### 設問
1/ 金属床についての引用文のうち、「これにより口蓋の床部分は薄く」から始まり「ここであるエピソードを紹介いたします。」で終わる部分を、「チタン」を「タイタン」に置き換えて書き直してください。
2/ 金属床についての引用文をもとに、次の問いに答えてください。
(a) 当院では何種類の金属から選べるか。
(b) その中で一番軽い金属は何か。
(c) コバルトクロムの色にはどんな欠点があるか。

### 引用文
-----

これにより口蓋の床部分は薄くできるので、違和感はかなり減らすことができます。口の中が広くなったようで、発音もしやすくなり舌感も凄く良いです

この金属床といわれる金属には主にゴールドやチタン、コバルトクロム、金銀パラジウム等があります。当院ではゴールド、チタン、コバルトクロムの3種類を選べるシステムを取っていますが、金属それぞれに重さがあります。この中で一番軽い金属はチタンです。チタンはインプラントなどにも使用される金属で、生体親和性が良い金属として知られています。この金属は、技工操作としてはなかなか難しく扱いにくい面があるようでしたが、近年はその操作性もアップし頻繁に使われるようになりました。
コバルトクロムはこの中では重い金属となり、色も若干黒くなりやすい欠点があります。金属アレルギーのある方には使用しにくい金属です。

ここであるエピソードを紹介いたします。

-----

### データ内容
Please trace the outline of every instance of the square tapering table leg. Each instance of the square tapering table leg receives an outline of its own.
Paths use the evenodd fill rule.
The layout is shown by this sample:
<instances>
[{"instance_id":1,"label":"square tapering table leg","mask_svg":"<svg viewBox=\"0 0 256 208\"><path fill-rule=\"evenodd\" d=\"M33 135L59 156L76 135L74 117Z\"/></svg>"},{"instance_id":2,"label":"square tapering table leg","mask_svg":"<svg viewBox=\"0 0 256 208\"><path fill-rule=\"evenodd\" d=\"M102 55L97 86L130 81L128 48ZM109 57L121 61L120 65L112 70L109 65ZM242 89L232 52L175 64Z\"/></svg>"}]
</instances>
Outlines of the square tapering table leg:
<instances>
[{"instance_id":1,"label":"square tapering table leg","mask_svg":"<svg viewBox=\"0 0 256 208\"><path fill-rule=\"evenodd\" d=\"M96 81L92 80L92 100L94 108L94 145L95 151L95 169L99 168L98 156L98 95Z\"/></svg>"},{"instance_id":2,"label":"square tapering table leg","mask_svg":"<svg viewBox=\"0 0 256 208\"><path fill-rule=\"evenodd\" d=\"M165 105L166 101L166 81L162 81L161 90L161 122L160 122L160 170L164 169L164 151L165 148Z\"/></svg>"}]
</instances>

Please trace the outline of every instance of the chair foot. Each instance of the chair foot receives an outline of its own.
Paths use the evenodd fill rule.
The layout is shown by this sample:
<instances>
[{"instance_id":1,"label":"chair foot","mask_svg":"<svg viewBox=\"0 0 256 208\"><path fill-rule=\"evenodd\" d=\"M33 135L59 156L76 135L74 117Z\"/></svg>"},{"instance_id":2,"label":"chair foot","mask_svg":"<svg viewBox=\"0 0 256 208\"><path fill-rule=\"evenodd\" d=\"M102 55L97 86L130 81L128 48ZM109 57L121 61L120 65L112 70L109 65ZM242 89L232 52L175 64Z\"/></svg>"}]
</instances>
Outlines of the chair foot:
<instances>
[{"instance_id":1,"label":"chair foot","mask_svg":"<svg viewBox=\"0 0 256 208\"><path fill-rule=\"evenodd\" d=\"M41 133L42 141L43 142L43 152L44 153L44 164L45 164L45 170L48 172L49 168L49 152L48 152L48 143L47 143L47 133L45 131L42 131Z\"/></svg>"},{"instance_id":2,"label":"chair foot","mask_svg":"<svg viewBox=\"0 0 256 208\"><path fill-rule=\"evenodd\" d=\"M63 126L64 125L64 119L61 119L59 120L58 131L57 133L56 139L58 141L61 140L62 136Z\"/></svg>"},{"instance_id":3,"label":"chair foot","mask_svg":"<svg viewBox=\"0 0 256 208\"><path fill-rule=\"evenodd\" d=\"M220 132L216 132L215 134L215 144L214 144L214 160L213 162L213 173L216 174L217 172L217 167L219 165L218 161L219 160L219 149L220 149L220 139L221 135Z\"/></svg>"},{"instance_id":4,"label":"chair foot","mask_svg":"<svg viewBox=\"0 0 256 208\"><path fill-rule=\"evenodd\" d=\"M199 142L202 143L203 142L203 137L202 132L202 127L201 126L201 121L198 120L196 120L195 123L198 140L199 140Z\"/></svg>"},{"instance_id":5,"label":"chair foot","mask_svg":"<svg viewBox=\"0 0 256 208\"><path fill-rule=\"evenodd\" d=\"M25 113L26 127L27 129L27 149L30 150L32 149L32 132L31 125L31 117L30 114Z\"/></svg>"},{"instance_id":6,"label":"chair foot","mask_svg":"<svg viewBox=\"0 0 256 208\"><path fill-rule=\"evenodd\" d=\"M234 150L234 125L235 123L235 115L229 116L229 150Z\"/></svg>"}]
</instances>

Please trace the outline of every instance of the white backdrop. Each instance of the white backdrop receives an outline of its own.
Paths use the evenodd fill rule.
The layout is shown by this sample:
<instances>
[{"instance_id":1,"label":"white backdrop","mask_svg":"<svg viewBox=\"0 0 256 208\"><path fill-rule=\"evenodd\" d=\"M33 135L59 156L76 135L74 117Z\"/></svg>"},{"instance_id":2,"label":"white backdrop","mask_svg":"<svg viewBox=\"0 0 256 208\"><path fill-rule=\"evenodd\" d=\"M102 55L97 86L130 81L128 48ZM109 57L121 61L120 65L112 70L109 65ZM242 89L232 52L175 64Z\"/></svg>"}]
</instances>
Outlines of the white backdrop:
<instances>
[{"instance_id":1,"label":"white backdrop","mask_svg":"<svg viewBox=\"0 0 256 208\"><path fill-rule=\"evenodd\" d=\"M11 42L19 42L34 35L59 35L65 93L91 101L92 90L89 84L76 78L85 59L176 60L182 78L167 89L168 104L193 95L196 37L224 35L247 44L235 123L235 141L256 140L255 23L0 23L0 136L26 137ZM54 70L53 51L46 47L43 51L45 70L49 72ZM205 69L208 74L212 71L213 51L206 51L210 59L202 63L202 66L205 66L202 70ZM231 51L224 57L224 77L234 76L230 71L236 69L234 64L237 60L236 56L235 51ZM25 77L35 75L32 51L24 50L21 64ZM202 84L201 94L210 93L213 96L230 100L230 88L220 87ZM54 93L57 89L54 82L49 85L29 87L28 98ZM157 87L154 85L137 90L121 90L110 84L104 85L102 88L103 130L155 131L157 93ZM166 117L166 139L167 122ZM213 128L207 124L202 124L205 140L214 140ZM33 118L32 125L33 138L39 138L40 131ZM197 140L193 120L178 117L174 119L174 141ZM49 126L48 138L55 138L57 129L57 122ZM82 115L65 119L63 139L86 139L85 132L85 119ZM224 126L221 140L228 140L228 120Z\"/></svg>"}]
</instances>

-----

### 解答
1/
これにより口蓋の床部分は薄くできるので、違和感はかなり減らすことができます。口の中が広くなったようで、発音もしやすくなり舌感も凄く良いです

この金属床といわれる金属には主にゴールドやタイタン、コバルトクロム、金銀パラジウム等があります。当院ではゴールド、タイタン、コバルトクロムの3種類を選べるシステムを取っていますが、金属それぞれに重さがあります。この中で一番軽い金属はタイタンです。タイタンはインプラントなどにも使用される金属で、生体親和性が良い金属として知られています。この金属は、技工操作としてはなかなか難しく扱いにくい面があるようでしたが、近年はその操作性もアップし頻繁に使われるようになりました。
コバルトクロムはこの中では重い金属となり、色も若干黒くなりやすい欠点があります。金属アレルギーのある方には使用しにくい金属です。

ここであるエピソードを紹介いたします。

2/
(a) 3種類（ゴールド、チタン、コバルトクロム）
(b) チタン
(c) 若干黒くなりやすい